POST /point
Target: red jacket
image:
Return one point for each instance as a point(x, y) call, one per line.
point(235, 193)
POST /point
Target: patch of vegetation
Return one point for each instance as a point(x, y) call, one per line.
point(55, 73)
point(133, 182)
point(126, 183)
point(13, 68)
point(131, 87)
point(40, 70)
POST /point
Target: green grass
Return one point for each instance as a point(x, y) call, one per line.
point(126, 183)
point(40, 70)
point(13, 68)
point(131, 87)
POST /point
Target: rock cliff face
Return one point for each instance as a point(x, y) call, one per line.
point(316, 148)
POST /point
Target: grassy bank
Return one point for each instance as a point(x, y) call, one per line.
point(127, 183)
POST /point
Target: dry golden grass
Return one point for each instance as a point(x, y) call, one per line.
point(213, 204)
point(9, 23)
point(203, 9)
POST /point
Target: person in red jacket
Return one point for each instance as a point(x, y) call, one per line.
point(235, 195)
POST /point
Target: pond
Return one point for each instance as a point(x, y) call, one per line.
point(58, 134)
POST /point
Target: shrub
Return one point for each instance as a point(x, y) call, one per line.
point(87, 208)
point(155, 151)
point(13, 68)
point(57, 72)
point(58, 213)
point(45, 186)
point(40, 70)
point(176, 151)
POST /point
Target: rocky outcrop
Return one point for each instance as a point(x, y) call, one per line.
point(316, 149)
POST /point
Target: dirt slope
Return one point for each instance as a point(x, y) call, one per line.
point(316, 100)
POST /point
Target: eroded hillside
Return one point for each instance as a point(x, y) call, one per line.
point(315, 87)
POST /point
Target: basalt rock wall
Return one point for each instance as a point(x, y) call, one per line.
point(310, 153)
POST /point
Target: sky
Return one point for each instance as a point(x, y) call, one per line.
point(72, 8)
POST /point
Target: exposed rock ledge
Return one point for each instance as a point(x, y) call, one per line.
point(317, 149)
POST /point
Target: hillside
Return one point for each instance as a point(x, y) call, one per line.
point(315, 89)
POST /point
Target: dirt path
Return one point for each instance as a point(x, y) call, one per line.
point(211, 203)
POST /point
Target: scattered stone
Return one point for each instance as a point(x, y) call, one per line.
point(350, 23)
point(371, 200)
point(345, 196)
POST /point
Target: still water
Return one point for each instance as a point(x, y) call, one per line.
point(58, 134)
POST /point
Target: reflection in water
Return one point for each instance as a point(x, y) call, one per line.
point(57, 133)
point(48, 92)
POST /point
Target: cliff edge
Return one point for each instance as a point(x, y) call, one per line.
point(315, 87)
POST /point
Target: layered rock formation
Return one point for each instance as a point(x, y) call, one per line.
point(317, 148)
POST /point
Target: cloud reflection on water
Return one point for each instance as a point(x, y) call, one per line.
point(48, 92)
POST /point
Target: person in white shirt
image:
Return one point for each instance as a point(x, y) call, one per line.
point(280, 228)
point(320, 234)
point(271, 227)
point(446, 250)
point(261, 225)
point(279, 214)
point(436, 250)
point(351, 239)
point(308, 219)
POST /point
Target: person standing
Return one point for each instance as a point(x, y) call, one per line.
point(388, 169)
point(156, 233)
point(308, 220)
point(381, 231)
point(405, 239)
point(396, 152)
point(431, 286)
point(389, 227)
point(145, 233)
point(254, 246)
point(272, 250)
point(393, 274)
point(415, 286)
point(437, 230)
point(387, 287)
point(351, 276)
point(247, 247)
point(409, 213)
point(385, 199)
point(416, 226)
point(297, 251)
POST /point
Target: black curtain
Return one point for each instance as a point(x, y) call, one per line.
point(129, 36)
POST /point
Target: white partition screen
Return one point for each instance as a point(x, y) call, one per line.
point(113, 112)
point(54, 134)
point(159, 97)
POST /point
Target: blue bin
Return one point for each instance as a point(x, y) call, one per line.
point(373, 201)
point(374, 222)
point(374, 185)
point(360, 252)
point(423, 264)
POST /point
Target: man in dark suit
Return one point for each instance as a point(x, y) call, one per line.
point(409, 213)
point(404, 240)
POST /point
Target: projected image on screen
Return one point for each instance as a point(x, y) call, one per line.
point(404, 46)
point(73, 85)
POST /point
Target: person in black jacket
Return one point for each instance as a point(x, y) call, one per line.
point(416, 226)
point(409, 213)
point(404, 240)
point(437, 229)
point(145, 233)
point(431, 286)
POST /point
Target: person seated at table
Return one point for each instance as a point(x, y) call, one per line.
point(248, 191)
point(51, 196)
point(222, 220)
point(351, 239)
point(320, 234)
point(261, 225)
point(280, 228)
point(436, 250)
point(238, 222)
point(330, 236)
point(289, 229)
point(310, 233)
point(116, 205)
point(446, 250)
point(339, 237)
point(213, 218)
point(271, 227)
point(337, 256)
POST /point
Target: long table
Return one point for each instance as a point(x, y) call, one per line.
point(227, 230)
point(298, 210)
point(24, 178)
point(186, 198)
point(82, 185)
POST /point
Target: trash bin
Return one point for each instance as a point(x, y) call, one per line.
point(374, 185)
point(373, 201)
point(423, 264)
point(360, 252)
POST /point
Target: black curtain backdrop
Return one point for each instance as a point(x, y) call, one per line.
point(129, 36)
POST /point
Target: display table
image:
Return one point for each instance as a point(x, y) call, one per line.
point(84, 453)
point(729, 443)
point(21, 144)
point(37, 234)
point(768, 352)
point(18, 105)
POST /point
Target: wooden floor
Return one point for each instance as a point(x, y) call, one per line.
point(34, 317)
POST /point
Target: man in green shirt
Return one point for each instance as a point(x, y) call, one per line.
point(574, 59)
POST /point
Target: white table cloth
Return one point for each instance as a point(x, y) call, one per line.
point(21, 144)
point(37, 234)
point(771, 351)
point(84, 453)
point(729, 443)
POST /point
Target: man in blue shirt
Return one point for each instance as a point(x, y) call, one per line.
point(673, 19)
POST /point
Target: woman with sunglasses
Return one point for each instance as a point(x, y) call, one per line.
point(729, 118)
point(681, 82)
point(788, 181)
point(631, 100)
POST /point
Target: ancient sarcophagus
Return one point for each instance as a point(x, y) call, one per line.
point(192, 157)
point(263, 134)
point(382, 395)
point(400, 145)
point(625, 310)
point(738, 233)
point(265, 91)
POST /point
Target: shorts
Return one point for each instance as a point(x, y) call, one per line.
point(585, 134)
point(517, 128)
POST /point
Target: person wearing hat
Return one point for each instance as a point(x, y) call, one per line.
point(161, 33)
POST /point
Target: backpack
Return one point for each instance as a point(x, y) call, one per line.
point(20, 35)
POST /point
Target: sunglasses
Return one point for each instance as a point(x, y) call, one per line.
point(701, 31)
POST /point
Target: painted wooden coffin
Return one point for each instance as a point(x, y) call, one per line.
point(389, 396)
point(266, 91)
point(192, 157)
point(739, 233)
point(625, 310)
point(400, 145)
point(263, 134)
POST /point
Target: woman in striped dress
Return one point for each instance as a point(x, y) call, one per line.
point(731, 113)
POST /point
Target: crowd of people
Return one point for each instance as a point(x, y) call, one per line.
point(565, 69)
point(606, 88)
◆ ◆ ◆ ◆ ◆
▸ **YOUR INSTRUCTIONS**:
Write out all of the material above again, line for line, with no changes.

▸ **COMPLETED TASK**:
POST /point
Target: red jacket
image:
Return one point for each instance as a point(x, y) call, one per line.
point(235, 193)
POST /point
Target: patch of vegetation
Return one point for each instance as a point(x, y) call, one per line.
point(55, 73)
point(133, 182)
point(126, 183)
point(13, 68)
point(131, 87)
point(40, 70)
POST /point
Target: green grass
Return one point for each instance as a point(x, y) call, one per line.
point(126, 183)
point(40, 70)
point(13, 68)
point(131, 87)
POST /point
Target: rock cliff face
Return one point for each instance as a point(x, y) call, one per line.
point(316, 148)
POST /point
Target: grassy bank
Return one point for each instance as a point(x, y) call, one per line.
point(127, 183)
POST /point
Target: dry golden grass
Return one point for each instance as a point(x, y) call, one per line.
point(213, 204)
point(9, 23)
point(203, 9)
POST /point
Target: person in red jacket
Return one point for each instance as a point(x, y) call, one per line.
point(235, 195)
POST /point
Target: pond
Return one point for each instance as a point(x, y) call, one per line.
point(58, 134)
POST /point
Target: shrub
Return one point for each instance as a point(x, y) call, one per line.
point(87, 208)
point(155, 151)
point(13, 68)
point(57, 72)
point(58, 213)
point(45, 186)
point(40, 70)
point(176, 151)
POST /point
Target: rocky outcrop
Return one point for each instance as a point(x, y) call, one per line.
point(316, 149)
POST /point
Target: dirt slope
Return one point for each instance as a point(x, y) call, one per line.
point(316, 100)
POST /point
Target: eroded hillside
Return one point for each instance as a point(x, y) call, one per line.
point(315, 87)
POST /point
Target: basalt rock wall
Return one point for each instance as a point(x, y) call, one per line.
point(310, 153)
POST /point
Target: sky
Return one point for each instance as a point(x, y) call, one per line.
point(72, 8)
POST /point
Target: exposed rock ledge
Return one point for each instance as a point(x, y) call, one per line.
point(317, 149)
POST /point
Target: hillside
Return one point for each instance as a point(x, y) call, one per line.
point(315, 89)
POST /point
Target: dirt path
Return one point for each instance as a point(x, y) call, one per line.
point(211, 203)
POST /point
Target: scattered stone
Return one point for each instance as a point(x, y) call, one per line.
point(350, 23)
point(371, 200)
point(345, 196)
POST /point
Target: still water
Return one point for each instance as a point(x, y) call, one per line.
point(58, 134)
POST /point
Target: reflection in water
Return one point for each instance as a point(x, y) call, one per line.
point(57, 133)
point(48, 92)
POST /point
Target: cliff edge
Return one point for each instance as a point(x, y) call, one per line.
point(315, 87)
POST /point
Target: layered rock formation
Return one point for each instance as a point(x, y) call, one per line.
point(317, 148)
POST /point
Target: cloud reflection on water
Return one point for each instance as a point(x, y) call, one per line.
point(48, 92)
POST /point
Target: person in white shirt
image:
Return one point for each instance as a point(x, y) call, one per line.
point(280, 228)
point(320, 234)
point(271, 227)
point(446, 250)
point(261, 225)
point(279, 214)
point(436, 250)
point(351, 239)
point(308, 219)
POST /point
Target: person standing
Return one point for each instance as a point(x, y) call, one per line.
point(388, 169)
point(156, 233)
point(308, 220)
point(381, 231)
point(405, 239)
point(396, 152)
point(431, 286)
point(389, 227)
point(145, 233)
point(254, 246)
point(272, 250)
point(393, 274)
point(415, 286)
point(437, 230)
point(387, 287)
point(351, 276)
point(247, 247)
point(409, 213)
point(385, 199)
point(416, 226)
point(297, 251)
POST /point
Target: black curtain
Return one point for each instance as a point(x, y) call, one per line.
point(129, 36)
POST /point
Target: white partition screen
Return one point for each instance as a point(x, y) call, one per line.
point(113, 112)
point(54, 134)
point(159, 97)
POST /point
Target: blue bin
Return one point for each instance as a point(x, y) call, one per line.
point(373, 201)
point(374, 222)
point(374, 185)
point(360, 252)
point(423, 264)
POST /point
Target: man in dark suit
Return one point for each instance as a point(x, y) call, one per line.
point(409, 213)
point(404, 240)
POST /point
Target: projected image on screen
Return one point for each instance as a point(x, y) call, one per line.
point(404, 46)
point(73, 85)
POST /point
Target: person in black jacket
Return one point for each instance as a point(x, y) call, one per line.
point(416, 226)
point(409, 213)
point(404, 240)
point(437, 229)
point(145, 233)
point(431, 286)
POST /point
Target: person seated at table
Return one point for each instance as a point(x, y) call, one per line.
point(248, 191)
point(51, 196)
point(222, 220)
point(351, 239)
point(320, 234)
point(261, 225)
point(280, 228)
point(436, 250)
point(238, 222)
point(330, 236)
point(289, 229)
point(310, 233)
point(116, 205)
point(446, 250)
point(339, 237)
point(213, 218)
point(271, 227)
point(337, 256)
POST /point
Target: long table
Return one point for each instance as a point(x, y) call, one per line.
point(227, 230)
point(298, 210)
point(24, 178)
point(186, 198)
point(82, 185)
POST /point
Target: trash bin
Return one point for each instance as a point(x, y) call, one per line.
point(374, 185)
point(373, 201)
point(423, 264)
point(360, 252)
POST /point
Target: black curtain backdrop
Return one point for each instance as a point(x, y) call, one per line.
point(129, 36)
POST /point
Target: display table
image:
Return one point for each instance as a point(x, y) call, one per line.
point(84, 453)
point(729, 443)
point(21, 144)
point(37, 234)
point(768, 352)
point(18, 105)
POST /point
Target: wooden floor
Return one point for each instance as a point(x, y) call, one per line.
point(34, 317)
POST /point
Target: man in green shirt
Return one point for each instance as a point(x, y) call, one per line.
point(574, 59)
POST /point
Target: white table cloth
Return one point for each instance as a point(x, y) call, one per line.
point(21, 144)
point(37, 234)
point(771, 351)
point(84, 453)
point(729, 443)
POST /point
Target: man in blue shirt
Return one point for each instance as a point(x, y) call, one per line.
point(673, 19)
POST /point
Target: woman with sunglasses
Return one point for each instance as a point(x, y) call, one per line.
point(729, 118)
point(681, 82)
point(788, 181)
point(631, 100)
POST /point
Target: ancient sarcophagus
Return one point for each instance as a point(x, y) call, one per line.
point(192, 157)
point(263, 134)
point(382, 395)
point(400, 145)
point(625, 310)
point(738, 233)
point(265, 91)
POST /point
Target: shorts
Return one point for each instance as a point(x, y) call, one per line.
point(585, 134)
point(517, 128)
POST /point
Target: person wearing hat
Return one point for each instance as a point(x, y) call, one per line.
point(161, 33)
POST /point
Target: backpack
Return one point for each instance as a point(x, y) call, one per line.
point(20, 35)
POST /point
Target: sunglasses
Return one point for each instance as a point(x, y) call, one per line.
point(701, 31)
POST /point
Target: painted wooden coffin
Return one point for each instance as a point(x, y) call, one per line.
point(389, 396)
point(266, 91)
point(192, 157)
point(739, 233)
point(625, 310)
point(400, 145)
point(263, 134)
POST /point
Target: woman in striped dress
Return one point for each instance as a point(x, y) call, one per line.
point(731, 113)
POST /point
Target: crowd of people
Return one point for each instance as a point(x, y) call, one per line.
point(565, 69)
point(606, 88)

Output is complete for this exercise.